SELECTED EXCERPT →

========================================

Turkey's coup attempt: real and imagined threats
July 27, 2016In the wake of the July 15 failed coup attempt, the Turkish government has embarked on an unprecedented purge of thousands of real and imagined plotters in a bid to cleanse the country of followers of a murky global Islamist movement led by preacher Fethullah Gulen.
The government has put forward both concrete and circumstantial evidence of a Gulenist plot -- much evidence and claims are put into doubt due to questions over due process. Yet, in a rare show of unity all parties in parliament have lined up against the Gulen movementand the coup attempt. Gulen has disavowed any role in the coup attempt.
To Western ears, especially those accustomed to media attacks on Erdogan's authoritarianism, the Gulenist plot may sound like a fabrication and conspiracy. In Turkey, nearly two-thirds believe Gulen was behind the coup, according to a survey by pollster Andy-Ar.
In self-imposed exile in the US state of Pennsylvania since 1999, Gulen runs a vast global enterprise of schools, businesses, media apparatuses and charities encompassing millions of followers.
While most active in Turkey, Gulen-affiliated institutions operate from Africa and Central Asia to the United States and Europe -- most notably through thousands of schools.

========================================

TASKS TO COMPLETE →
1 > In the article on Turkey's coup attempt, since what year has Gulen lived in self-imposed exile in Pennsylvania?
2 > Rewrite the passage of the article on Turkey's coup attempt that opens with the words containing "In self-imposed exile" and closes with "millions of followers.", swapping "charities" for "nonprofit groups".

========================================

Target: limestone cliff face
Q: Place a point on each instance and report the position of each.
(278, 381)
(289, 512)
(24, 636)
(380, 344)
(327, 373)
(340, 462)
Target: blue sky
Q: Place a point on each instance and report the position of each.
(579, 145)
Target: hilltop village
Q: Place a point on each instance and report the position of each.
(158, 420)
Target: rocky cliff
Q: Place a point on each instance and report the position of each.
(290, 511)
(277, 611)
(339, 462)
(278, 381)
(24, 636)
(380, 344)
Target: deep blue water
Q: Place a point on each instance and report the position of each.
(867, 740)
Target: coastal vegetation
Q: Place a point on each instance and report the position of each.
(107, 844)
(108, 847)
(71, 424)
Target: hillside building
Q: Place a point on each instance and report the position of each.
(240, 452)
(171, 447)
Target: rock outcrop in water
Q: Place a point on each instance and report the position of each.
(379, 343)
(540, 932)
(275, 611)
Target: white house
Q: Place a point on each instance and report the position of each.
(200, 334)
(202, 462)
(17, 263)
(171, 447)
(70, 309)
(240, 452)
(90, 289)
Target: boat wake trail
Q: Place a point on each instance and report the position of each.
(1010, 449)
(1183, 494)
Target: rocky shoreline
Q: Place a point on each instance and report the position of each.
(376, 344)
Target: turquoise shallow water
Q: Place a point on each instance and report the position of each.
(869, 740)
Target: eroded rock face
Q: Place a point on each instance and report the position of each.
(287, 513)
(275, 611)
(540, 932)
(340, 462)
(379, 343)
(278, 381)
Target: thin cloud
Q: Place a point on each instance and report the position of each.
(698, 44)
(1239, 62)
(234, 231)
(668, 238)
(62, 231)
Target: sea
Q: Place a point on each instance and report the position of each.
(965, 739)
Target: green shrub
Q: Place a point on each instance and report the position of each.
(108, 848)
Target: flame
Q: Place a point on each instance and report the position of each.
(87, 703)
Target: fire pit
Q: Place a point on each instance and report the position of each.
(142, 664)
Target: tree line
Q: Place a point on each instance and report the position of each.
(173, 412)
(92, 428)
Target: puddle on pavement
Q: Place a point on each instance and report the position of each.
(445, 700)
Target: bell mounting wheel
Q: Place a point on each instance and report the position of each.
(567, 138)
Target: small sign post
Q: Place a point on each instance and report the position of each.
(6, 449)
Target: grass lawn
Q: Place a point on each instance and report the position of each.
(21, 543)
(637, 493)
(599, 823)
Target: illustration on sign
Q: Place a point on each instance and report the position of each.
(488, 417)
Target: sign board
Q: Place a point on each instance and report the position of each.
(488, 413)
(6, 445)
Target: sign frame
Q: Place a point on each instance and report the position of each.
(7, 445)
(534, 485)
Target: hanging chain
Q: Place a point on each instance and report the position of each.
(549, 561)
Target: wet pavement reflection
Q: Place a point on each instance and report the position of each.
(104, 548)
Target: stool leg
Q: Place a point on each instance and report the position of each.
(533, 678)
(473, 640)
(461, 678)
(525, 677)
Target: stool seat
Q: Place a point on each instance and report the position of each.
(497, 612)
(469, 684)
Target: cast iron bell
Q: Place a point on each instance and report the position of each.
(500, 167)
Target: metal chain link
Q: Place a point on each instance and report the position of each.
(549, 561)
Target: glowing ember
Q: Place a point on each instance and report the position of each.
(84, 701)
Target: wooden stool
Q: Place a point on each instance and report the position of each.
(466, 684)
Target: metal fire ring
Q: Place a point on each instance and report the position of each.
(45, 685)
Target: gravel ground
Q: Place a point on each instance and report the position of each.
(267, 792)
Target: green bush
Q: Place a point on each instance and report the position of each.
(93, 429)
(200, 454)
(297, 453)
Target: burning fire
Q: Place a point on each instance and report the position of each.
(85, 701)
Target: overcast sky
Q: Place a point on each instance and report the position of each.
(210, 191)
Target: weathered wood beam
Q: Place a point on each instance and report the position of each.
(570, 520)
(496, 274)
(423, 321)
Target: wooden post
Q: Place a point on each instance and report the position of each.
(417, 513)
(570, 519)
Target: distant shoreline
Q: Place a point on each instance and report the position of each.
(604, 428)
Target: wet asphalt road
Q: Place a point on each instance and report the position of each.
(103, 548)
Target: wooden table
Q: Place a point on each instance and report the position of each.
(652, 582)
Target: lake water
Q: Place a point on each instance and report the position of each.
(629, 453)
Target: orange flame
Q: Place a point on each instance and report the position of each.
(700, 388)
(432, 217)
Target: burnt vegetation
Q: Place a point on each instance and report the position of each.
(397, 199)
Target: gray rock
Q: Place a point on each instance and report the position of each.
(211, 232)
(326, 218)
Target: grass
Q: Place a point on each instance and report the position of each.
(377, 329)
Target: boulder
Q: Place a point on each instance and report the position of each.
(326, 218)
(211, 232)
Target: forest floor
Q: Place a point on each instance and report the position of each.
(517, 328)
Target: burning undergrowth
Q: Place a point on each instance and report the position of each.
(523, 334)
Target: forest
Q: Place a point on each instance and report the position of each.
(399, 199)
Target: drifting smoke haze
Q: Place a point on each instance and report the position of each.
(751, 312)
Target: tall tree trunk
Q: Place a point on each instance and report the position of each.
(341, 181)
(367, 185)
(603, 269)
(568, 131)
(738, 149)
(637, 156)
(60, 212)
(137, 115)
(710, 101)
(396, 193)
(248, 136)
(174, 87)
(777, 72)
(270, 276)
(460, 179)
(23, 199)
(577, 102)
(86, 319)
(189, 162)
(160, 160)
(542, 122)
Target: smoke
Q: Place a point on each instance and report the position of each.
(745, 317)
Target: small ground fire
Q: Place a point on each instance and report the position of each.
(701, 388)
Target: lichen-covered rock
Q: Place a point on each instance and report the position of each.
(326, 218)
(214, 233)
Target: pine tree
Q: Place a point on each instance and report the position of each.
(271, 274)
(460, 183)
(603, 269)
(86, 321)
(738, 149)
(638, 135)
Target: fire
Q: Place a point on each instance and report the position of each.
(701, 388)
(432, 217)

========================================

ANSWERS TO THE EXERCISE →
1 > Since 1999.

2 >
In self-imposed exile in the US state of Pennsylvania since 1999, Gulen runs a vast global enterprise of schools, businesses, media apparatuses and nonprofit groups encompassing millions of followers.